Natural-language object grounding data
***
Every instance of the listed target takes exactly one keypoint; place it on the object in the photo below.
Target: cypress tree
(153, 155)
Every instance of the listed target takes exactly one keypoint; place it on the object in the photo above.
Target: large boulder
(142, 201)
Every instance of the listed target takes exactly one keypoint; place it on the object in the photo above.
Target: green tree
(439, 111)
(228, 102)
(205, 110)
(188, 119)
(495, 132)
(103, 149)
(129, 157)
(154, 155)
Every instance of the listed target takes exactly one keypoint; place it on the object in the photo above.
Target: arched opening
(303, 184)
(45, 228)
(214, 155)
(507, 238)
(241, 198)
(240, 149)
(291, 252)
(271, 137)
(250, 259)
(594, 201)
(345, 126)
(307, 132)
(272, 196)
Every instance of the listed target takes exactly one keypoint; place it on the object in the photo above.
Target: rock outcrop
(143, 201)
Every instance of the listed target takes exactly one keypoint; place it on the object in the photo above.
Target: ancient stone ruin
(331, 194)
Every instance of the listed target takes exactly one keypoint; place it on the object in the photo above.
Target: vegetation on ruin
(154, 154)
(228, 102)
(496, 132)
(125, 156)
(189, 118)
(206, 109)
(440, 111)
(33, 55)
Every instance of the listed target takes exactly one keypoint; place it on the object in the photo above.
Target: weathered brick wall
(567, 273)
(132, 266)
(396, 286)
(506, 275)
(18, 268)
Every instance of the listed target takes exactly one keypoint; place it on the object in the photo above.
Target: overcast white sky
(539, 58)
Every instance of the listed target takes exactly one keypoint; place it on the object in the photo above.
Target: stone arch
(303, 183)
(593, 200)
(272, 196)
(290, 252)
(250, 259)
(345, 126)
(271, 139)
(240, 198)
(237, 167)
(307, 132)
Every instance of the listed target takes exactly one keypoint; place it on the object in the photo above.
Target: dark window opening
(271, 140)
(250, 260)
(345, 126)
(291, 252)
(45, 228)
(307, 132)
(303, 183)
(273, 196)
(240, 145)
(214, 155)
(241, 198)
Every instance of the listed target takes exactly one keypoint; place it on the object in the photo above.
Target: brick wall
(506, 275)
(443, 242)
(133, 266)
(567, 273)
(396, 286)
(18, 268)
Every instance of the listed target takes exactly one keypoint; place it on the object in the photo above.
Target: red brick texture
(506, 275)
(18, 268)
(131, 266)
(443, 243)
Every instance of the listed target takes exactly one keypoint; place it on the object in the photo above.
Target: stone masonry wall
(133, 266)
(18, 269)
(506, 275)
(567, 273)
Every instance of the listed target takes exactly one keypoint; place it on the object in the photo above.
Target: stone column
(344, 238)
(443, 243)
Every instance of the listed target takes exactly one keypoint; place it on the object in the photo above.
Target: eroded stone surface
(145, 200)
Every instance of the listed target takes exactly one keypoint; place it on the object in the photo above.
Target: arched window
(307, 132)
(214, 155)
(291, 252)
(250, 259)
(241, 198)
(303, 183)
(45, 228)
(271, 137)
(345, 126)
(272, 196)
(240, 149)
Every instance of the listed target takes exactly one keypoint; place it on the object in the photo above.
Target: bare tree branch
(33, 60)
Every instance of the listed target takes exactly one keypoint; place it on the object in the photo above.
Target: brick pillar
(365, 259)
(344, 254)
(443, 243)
***
What you will do
What needs duplicating is the run of lines from the one containing "Target: overcast white sky" through the last line of the entries above, exact and complete.

Result for this exercise
Target: overcast white sky
(539, 58)
Every instance of the listed target takes exactly one keypoint; place it on the object in the photo above.
Target: stone arch
(303, 183)
(593, 200)
(272, 196)
(290, 252)
(250, 259)
(345, 126)
(271, 139)
(240, 198)
(237, 167)
(307, 132)
Every instance of the listed target takes exactly one keypoint; place it on the object in the photo above.
Target: dark window opening
(271, 140)
(250, 260)
(345, 126)
(291, 252)
(45, 228)
(307, 132)
(303, 183)
(273, 196)
(240, 145)
(214, 155)
(241, 198)
Every instance of the listed target takes exactly one keypoint; place it on the object in the photo above.
Target: brick wall
(506, 275)
(443, 242)
(133, 266)
(567, 273)
(396, 286)
(18, 268)
Every instance of the listed target takes exactly one keypoint; place it on the object in the photo above.
Target: red brick texture
(506, 275)
(18, 268)
(131, 266)
(443, 243)
Every instance of the listed target takes exactly one keypoint; place it on the object in the photo above.
Target: stone masonry wall
(133, 266)
(18, 269)
(506, 275)
(567, 273)
Every instance of the listed target takes exactly one keypoint; place it on the object in the photo above.
Target: stone column
(344, 238)
(443, 243)
Every instance of the listed target takes exactly one keypoint; place it on the object in the photo above.
Target: eroded stone surface
(145, 200)
Every instance of the listed target takes exactly one keypoint; place it on the object in the photo above.
Target: arched window
(307, 132)
(214, 155)
(291, 252)
(250, 259)
(241, 198)
(303, 183)
(45, 228)
(271, 137)
(345, 126)
(272, 196)
(240, 149)
Every instance of the listed target takes exactly one keypoint; place it on the object in the photo above.
Target: bare tree branch
(33, 60)
Every instance of the listed target takes exactly one keypoint; place it on the object in the photo above.
Target: brick pillar
(365, 259)
(344, 254)
(443, 243)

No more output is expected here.